Selected passage:

ACC students fly into thriving job market
It’s not a bird, and it’s not a plane, but it is able to leap tall buildings – under the careful control of an operator on the ground.
New technology is lifting off at Assiniboine Community College, with instructors excited about the opportunities that remote-operated aircraft can bring to their students.
Known popularly as drones, but more accurately as unmanned aerial vehicles or UAVs, the flying machines are starting to shake up industries from real estate to tourism to agriculture.
ACC students are going to be among the first in the country trained on UAVs.
“It’s a tool that’s being used in a lot of different industries, but there’s not a lot of training,” says Steven Hills, a GIS instructor at ACC.
“If our students can get this kind of hands-on experience during their studies, it will give them a real nice tool in their tool belt.”
His department took delivery of two new UAVs over the summer and completed their own training before classes started.
Students will be learning to fly a brand-new DJI Phantom 2 quadcopter (meaning it has four helicopter-like rotors, one at each corner), but Hills is even more proud of the DJI S1000.
The S1000 is a beast.
Unlike the friendly white plastic of the toaster-sized Phantom, which is popular among hobbyists, the S1000 is jet black carbon fibre.

Written exercise: According to the article about drone training at Assiniboine Community College, what position does Steven Hills hold there?

Supplied information:
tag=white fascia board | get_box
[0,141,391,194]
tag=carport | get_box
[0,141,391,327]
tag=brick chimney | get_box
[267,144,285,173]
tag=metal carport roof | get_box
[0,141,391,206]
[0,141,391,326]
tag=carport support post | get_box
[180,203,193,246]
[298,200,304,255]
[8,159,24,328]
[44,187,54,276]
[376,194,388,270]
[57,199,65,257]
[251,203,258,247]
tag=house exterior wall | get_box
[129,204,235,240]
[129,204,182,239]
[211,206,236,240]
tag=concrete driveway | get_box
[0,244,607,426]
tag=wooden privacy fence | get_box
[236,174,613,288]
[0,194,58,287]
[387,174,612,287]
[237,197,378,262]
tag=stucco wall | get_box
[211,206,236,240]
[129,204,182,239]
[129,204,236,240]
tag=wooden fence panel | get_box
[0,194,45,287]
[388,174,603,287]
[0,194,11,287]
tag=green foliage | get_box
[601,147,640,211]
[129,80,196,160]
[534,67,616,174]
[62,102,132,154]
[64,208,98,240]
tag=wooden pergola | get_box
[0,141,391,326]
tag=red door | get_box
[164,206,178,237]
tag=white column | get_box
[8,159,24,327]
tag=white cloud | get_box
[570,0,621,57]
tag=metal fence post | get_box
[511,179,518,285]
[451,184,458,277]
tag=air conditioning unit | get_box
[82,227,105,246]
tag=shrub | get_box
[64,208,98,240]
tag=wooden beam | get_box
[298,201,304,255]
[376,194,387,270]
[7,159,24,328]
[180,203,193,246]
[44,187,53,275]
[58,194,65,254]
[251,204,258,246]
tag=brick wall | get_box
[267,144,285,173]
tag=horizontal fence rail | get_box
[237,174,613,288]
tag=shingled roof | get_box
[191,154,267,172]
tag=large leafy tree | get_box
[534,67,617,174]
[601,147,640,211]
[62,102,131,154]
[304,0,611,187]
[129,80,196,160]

The solution: He is a GIS instructor at ACC.